**Aim 1**
Count the lines in the entries below that contain the word "paper", and give only that number.

**Text to read**
########################################
The Pueblo peoples or Puebloans are the Indigenous peoples who inhabit the American south west- there are quite a few tribes that fall under the Puebloan umbrella, including the Acoma, Hopi, and Zuni tribes. These are some of the oldest cultures native to the US, over 7 thousand years old. The ritual clowns utilized by Puebloans are wide and varied, and there’s tons of them. They are most utilized in Kachina rituals, which have legacies of being practiced by most Puebloan peoples. Anyone who’s driven through the American southwest has no doubt seen the Kachina dolls advertised for sale by roadside tourist traps, and there is so much more to them than meets the unfamiliar eye.

There are 3 main aspects to the Kachina- the spirit, the human dancers representing them, and the dolls representing them which are used for educational purposes. The spirits themselves are personifications of things in the real world. They can represent anything in the natural world or the cosmos, from an ancestor to an element to a location to a quality to a concept to a natural phenomenon or an animal or a bug or the wind or…. anything! They have human-esque relationships to each other like uncles and children, a familial structure reflecting the fact that all are intertwined. Although not always directly worshiped, each one is a powerful being who must be respected, and when respected, can give humanity good returns.

The clowns involved in these rites do enjoy a bit of costuming. Primarily relying on body paint and headdresses, the clowns do varying degrees of dress up. One of the most recognizable and quite frankly rad as fuck looking ones is the Koshari (known by many other names)- painted in black and white horizontal stripes, with black circles around their mouth and eyes, and hair parted in the center bound into two vertical bunches trimmed with corn husks.

The central theme of kachina beliefs and practices as explained by Barton Wright in Hopi Kachinas, a Life Force is "the presence of life in all objects that fill the universe. Everything has an essence or a life force, and humans must interact with these or fail to survive."
########################################
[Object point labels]
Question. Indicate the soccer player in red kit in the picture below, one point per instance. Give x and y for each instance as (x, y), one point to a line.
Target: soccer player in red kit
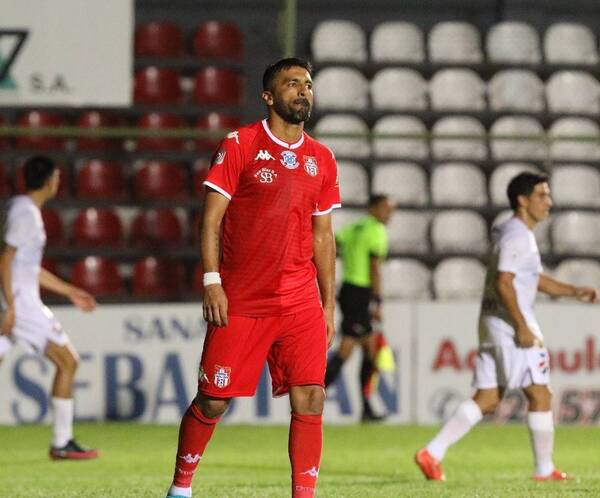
(268, 251)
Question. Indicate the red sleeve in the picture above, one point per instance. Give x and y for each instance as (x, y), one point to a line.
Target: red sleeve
(226, 166)
(329, 198)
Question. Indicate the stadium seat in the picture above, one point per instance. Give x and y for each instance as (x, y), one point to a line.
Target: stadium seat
(458, 184)
(386, 93)
(218, 86)
(516, 90)
(452, 41)
(405, 278)
(408, 232)
(570, 43)
(397, 41)
(156, 228)
(218, 39)
(449, 233)
(99, 179)
(156, 179)
(576, 232)
(575, 185)
(159, 39)
(457, 90)
(459, 278)
(405, 183)
(213, 122)
(354, 183)
(573, 92)
(351, 147)
(39, 119)
(94, 227)
(157, 278)
(513, 43)
(506, 149)
(99, 276)
(394, 147)
(445, 149)
(341, 88)
(159, 121)
(154, 85)
(564, 148)
(339, 41)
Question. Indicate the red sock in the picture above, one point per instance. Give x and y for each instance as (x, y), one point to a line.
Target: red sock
(195, 432)
(305, 446)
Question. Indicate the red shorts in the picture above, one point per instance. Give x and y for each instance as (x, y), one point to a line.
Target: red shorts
(295, 347)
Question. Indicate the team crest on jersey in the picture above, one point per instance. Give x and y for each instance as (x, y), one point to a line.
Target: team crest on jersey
(310, 165)
(289, 159)
(222, 376)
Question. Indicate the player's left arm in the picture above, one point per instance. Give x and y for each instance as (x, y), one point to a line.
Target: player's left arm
(79, 297)
(555, 288)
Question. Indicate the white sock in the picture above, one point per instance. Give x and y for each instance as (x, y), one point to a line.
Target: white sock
(177, 491)
(541, 430)
(63, 421)
(466, 416)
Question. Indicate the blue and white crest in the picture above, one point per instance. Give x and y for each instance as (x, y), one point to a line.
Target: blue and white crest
(289, 159)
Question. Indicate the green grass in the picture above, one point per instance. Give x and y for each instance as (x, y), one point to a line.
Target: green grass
(244, 461)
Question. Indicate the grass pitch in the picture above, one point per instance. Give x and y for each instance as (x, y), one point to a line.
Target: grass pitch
(243, 461)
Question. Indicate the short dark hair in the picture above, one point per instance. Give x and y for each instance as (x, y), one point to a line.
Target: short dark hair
(523, 184)
(281, 65)
(36, 172)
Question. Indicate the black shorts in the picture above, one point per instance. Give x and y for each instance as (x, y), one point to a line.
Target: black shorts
(354, 305)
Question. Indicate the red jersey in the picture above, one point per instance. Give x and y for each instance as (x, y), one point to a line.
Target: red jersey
(275, 189)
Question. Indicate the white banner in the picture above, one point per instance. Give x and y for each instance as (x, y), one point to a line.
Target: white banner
(66, 52)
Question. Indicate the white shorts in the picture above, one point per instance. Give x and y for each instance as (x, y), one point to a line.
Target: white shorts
(511, 367)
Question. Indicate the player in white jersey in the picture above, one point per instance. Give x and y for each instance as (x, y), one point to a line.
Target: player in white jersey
(25, 319)
(511, 345)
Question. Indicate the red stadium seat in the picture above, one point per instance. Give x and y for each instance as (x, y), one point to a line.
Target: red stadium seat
(214, 122)
(99, 179)
(158, 121)
(155, 85)
(97, 227)
(218, 86)
(38, 119)
(156, 228)
(218, 39)
(98, 276)
(157, 278)
(159, 39)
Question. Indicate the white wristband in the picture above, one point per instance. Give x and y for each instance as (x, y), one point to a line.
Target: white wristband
(211, 277)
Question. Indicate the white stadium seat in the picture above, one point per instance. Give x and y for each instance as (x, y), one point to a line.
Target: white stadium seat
(459, 278)
(513, 43)
(458, 184)
(399, 89)
(405, 278)
(459, 231)
(574, 92)
(575, 185)
(393, 147)
(457, 89)
(474, 149)
(525, 149)
(397, 41)
(352, 147)
(404, 183)
(516, 90)
(341, 88)
(339, 41)
(570, 43)
(454, 42)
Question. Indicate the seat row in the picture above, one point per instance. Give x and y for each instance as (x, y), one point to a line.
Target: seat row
(454, 42)
(457, 89)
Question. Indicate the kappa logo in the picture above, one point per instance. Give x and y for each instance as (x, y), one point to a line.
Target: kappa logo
(263, 155)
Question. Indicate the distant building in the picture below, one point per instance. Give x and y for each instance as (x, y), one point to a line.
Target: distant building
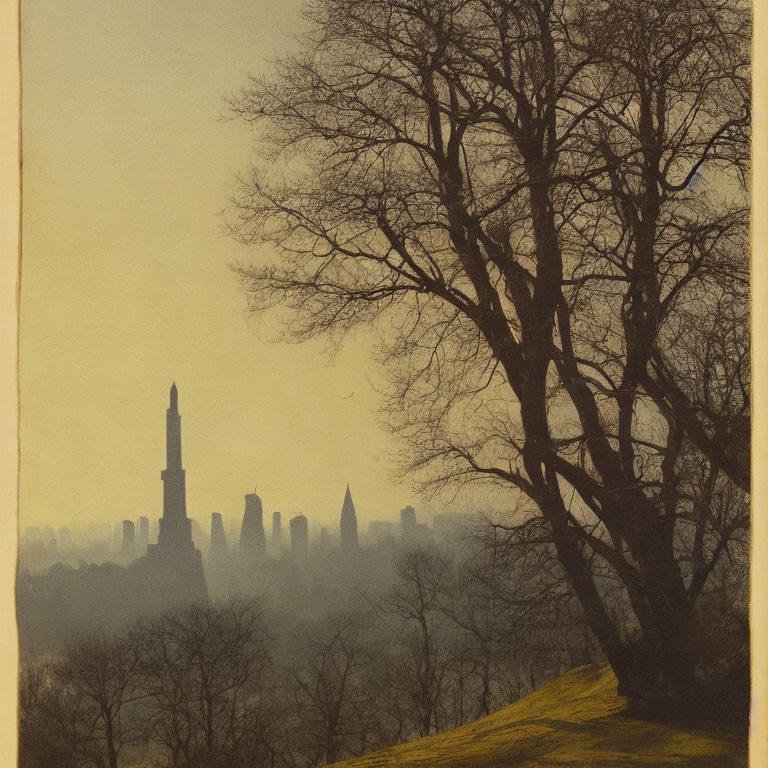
(378, 530)
(323, 541)
(408, 523)
(65, 537)
(219, 547)
(129, 539)
(143, 534)
(33, 533)
(451, 526)
(253, 543)
(174, 565)
(299, 528)
(348, 523)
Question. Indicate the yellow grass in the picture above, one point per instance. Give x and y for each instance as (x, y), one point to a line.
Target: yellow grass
(578, 720)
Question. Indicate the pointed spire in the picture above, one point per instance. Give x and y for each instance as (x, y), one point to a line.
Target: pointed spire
(348, 522)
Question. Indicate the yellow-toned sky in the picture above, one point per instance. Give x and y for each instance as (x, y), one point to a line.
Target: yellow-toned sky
(126, 287)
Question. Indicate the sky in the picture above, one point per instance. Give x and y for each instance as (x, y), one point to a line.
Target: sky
(129, 158)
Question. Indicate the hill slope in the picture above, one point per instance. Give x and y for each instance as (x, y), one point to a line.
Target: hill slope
(577, 720)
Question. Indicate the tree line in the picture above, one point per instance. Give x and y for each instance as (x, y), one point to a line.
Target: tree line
(456, 635)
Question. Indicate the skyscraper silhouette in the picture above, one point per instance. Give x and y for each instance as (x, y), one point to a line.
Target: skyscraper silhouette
(299, 528)
(276, 532)
(175, 565)
(253, 543)
(219, 547)
(348, 524)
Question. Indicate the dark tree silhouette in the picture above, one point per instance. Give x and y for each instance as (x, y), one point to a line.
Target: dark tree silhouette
(541, 205)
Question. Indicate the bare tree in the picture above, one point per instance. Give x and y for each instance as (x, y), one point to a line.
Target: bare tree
(102, 672)
(201, 671)
(506, 189)
(332, 699)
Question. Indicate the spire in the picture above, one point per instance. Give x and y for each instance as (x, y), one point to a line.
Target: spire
(348, 522)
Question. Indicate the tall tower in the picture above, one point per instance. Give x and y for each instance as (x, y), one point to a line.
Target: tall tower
(143, 534)
(299, 528)
(253, 543)
(129, 539)
(408, 523)
(348, 524)
(175, 526)
(175, 566)
(219, 547)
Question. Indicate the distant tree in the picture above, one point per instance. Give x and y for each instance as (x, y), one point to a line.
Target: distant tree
(202, 670)
(99, 674)
(411, 611)
(332, 702)
(56, 726)
(509, 191)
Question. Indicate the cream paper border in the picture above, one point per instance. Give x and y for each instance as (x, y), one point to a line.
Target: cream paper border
(9, 291)
(10, 181)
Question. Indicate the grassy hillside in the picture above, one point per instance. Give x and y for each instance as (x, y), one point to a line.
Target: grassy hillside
(578, 720)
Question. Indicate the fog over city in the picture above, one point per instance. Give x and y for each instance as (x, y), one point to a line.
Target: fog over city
(385, 384)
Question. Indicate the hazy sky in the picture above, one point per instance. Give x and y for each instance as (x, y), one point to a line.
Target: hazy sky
(126, 287)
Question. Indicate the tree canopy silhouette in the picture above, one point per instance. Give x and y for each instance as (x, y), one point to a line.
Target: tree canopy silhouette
(542, 206)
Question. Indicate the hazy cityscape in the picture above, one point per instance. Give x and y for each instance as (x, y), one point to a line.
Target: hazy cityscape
(385, 384)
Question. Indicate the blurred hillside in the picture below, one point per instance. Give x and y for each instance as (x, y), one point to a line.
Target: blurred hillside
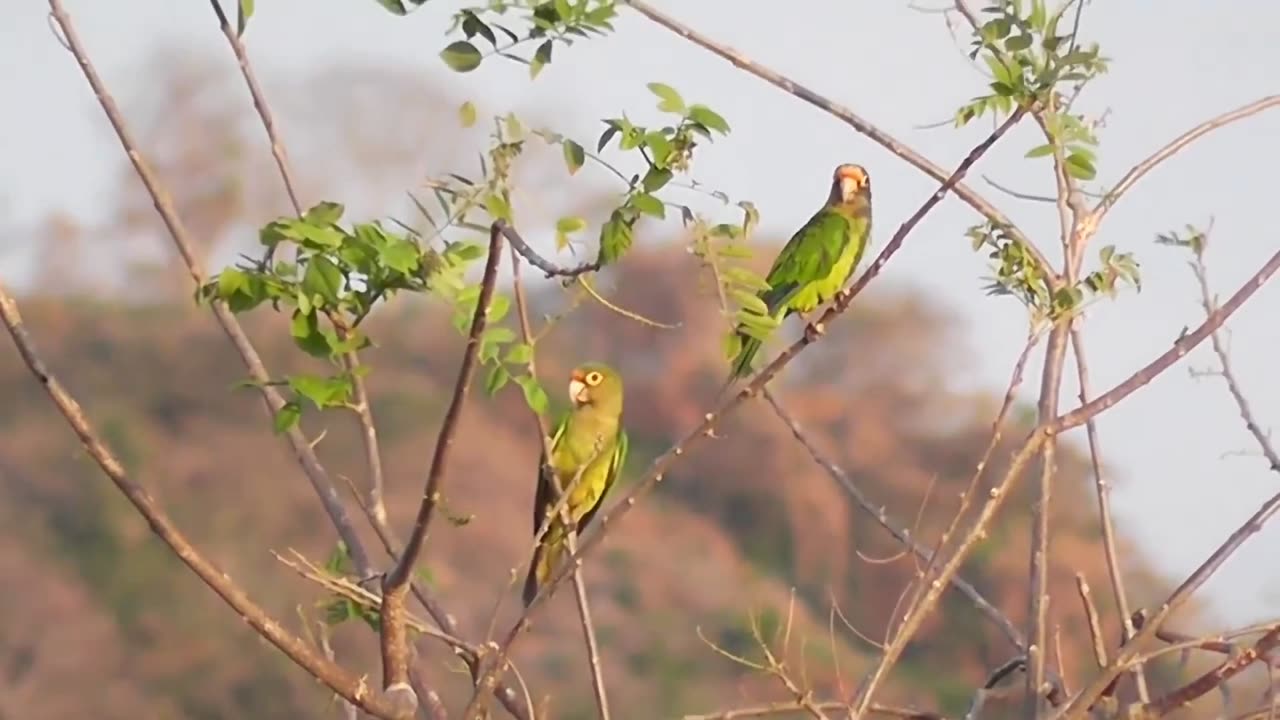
########################################
**Aim 2**
Reproduce the full passage above on Puebloan ritual clowns and Kachinas, word for word.

**Exercise output 1**
2

**Exercise output 2**
The Pueblo peoples or Puebloans are the Indigenous peoples who inhabit the American south west- there are quite a few tribes that fall under the Puebloan umbrella, including the Acoma, Hopi, and Zuni tribes. These are some of the oldest cultures native to the US, over 7 thousand years old. The ritual clowns utilized by Puebloans are wide and varied, and there’s tons of them. They are most utilized in Kachina rituals, which have legacies of being practiced by most Puebloan peoples. Anyone who’s driven through the American southwest has no doubt seen the Kachina dolls advertised for sale by roadside tourist traps, and there is so much more to them than meets the unfamiliar eye.

There are 3 main aspects to the Kachina- the spirit, the human dancers representing them, and the dolls representing them which are used for educational purposes. The spirits themselves are personifications of things in the real world. They can represent anything in the natural world or the cosmos, from an ancestor to an element to a location to a quality to a concept to a natural phenomenon or an animal or a bug or the wind or…. anything! They have human-esque relationships to each other like uncles and children, a familial structure reflecting the fact that all are intertwined. Although not always directly worshiped, each one is a powerful being who must be respected, and when respected, can give humanity good returns.

The clowns involved in these rites do enjoy a bit of costuming. Primarily relying on body paint and headdresses, the clowns do varying degrees of dress up. One of the most recognizable and quite frankly rad as fuck looking ones is the Koshari (known by many other names)- painted in black and white horizontal stripes, with black circles around their mouth and eyes, and hair parted in the center bound into two vertical bunches trimmed with corn husks.

The central theme of kachina beliefs and practices as explained by Barton Wright in Hopi Kachinas, a Life Force is "the presence of life in all objects that fill the universe. Everything has an essence or a life force, and humans must interact with these or fail to survive."